• **What to work on**
Convert the stretch of the data below, from the line containing "Expected behaviour: place a point on each instance of the median" through the end of the data, into a Markdown table with the columns Row and Text, giving each line a row number and leaving out blank lines. Include only these lines.

>> begin Recorded data

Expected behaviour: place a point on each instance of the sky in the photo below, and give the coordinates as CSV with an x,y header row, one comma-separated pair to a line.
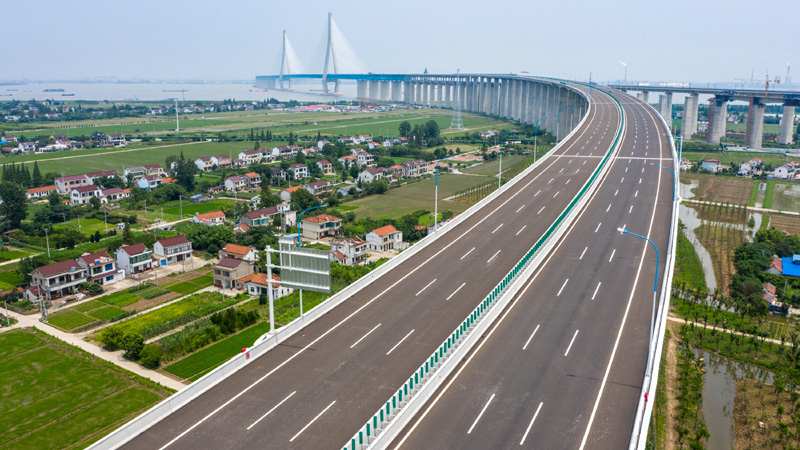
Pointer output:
x,y
677,41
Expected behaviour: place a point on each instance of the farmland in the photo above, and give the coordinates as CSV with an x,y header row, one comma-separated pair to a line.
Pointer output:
x,y
75,399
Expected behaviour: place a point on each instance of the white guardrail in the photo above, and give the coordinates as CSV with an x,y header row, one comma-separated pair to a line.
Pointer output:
x,y
386,424
266,342
644,409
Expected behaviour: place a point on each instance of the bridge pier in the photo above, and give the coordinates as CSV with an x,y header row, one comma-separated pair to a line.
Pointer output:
x,y
787,125
689,123
665,107
383,87
717,119
755,123
361,89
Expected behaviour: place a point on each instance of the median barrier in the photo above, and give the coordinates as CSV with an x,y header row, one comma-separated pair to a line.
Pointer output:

>> end Recorded data

• **Final answer**
| Row | Text |
|---|---|
| 1 | Expected behaviour: place a point on each instance of the median barrier in the photo above, and give the coordinates as CSV with an x,y header row, one comma-separated pair to a line. |
| 2 | Pointer output: |